▸ Task requirements: For the entries below, how many lines contain the word "column"? Reply with the number and nothing else.

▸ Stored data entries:

..........

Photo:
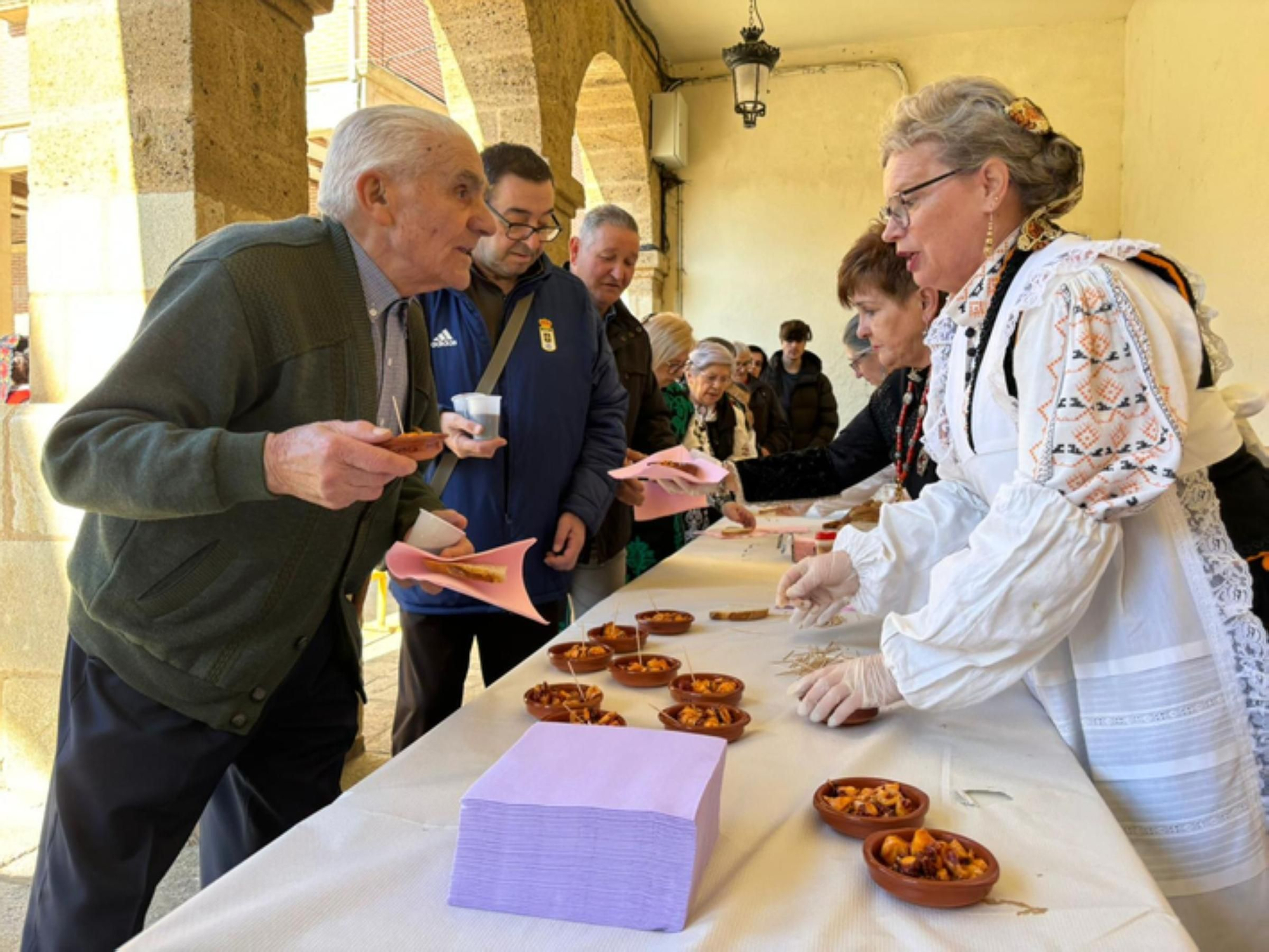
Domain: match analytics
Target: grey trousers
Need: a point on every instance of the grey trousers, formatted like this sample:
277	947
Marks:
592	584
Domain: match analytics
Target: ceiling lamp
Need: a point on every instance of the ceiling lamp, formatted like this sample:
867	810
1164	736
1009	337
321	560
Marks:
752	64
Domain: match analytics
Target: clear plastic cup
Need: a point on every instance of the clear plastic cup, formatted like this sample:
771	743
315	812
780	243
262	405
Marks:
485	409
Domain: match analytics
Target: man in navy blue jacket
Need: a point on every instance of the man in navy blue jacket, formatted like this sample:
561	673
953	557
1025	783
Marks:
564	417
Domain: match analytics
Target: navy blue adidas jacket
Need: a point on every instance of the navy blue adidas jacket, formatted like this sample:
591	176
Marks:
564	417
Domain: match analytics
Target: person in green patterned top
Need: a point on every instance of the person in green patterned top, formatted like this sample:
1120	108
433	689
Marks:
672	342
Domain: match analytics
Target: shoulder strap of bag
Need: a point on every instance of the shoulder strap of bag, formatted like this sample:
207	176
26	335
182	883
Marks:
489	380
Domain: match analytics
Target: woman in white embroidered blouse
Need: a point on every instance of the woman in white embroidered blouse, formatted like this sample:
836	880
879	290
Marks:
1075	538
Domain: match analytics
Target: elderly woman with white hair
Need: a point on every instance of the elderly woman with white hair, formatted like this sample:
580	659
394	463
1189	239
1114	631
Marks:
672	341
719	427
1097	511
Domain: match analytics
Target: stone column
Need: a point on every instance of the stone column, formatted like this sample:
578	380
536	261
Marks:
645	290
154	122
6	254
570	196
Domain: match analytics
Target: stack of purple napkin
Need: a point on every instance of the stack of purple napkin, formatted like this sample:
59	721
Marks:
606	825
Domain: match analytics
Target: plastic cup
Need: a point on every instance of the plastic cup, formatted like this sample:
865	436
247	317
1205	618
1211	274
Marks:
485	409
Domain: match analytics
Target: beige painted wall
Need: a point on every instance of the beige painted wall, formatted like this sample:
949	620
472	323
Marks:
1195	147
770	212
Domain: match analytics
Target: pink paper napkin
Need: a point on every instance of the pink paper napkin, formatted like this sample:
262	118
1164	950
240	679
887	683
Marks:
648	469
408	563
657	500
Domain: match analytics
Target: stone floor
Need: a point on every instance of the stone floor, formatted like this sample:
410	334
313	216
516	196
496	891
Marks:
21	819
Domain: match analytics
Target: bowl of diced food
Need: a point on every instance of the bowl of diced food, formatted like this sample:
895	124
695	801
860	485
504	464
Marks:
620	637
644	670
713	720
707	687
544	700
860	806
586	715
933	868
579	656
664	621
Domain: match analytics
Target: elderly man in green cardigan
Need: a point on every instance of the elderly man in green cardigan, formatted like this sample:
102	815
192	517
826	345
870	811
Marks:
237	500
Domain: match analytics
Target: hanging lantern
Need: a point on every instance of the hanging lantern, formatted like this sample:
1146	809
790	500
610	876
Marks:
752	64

..........

▸ Answer space: 2